Copy every line of the items below, requests included, and adjust each x and y vertex coordinate in the outline answers by adding -69 to it.

-------- Material provided --------

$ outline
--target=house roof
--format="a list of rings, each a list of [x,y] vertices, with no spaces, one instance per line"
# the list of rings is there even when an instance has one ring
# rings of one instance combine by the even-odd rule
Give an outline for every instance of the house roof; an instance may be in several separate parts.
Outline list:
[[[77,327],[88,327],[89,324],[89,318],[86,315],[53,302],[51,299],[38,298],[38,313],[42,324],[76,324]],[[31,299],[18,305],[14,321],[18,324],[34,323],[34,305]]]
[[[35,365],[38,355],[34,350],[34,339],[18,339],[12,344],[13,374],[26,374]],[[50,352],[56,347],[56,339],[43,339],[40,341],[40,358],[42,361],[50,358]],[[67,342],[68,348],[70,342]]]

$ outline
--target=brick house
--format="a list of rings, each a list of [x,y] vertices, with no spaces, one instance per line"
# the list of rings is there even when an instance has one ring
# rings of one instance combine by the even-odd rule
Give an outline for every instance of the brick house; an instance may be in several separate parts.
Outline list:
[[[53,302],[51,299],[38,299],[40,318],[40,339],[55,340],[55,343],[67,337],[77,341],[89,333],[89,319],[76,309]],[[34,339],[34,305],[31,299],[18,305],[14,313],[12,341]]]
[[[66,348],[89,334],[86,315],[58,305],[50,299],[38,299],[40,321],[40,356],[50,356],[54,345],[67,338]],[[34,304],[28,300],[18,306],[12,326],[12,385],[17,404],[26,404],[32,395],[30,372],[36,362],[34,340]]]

--------

Answer to this exercise:
$ outline
--target=house roof
--format="a list of rings, each a list of [x,y] vertices, with no spaces, one instance per line"
# the list of rings is there even when an instance has one ring
# rings of one instance combine by the even-odd rule
Give an outline for every instance of the house roof; an instance may be in several separate parts.
Outline list:
[[[8,258],[19,258],[20,255],[20,249],[17,246],[-16,233],[-18,230],[-31,229],[-31,244],[-27,255],[7,255]],[[-38,230],[-51,236],[-55,252],[-51,255],[-35,254],[-35,236]]]
[[[-34,296],[-31,286],[-35,281],[-35,270],[-51,270],[-57,275],[-56,305],[-43,305]],[[-19,283],[-13,278],[-13,270],[-26,270],[-29,272],[-29,289],[-27,292],[-19,289]],[[-2,273],[-1,279],[1,273]]]

$ outline
--target=brick house
--format="a list of rings, each a list of [x,y] vertices, with no spaces, one instance per line"
# the list of rings is there even when an instance has one ring
# rings of one instance combine by the even-odd rule
Give an outline for every instance of the brick house; an instance may be in several separate parts.
Outline list:
[[[-16,233],[-18,230],[-31,230],[-29,249],[-29,270],[-14,271],[-14,274],[-2,268],[8,272],[20,264],[20,250],[7,240]],[[-35,270],[-35,236],[-38,230],[-51,236],[-55,244],[-57,272]]]
[[[-3,279],[20,265],[17,246],[-11,236],[-19,230],[-31,230],[-29,252],[-29,287],[-19,287],[-15,276],[-2,269]],[[-35,235],[-41,231],[-51,237],[-57,257],[-57,316],[-52,335],[-43,335],[-37,326],[-39,303],[-33,293],[-35,271]]]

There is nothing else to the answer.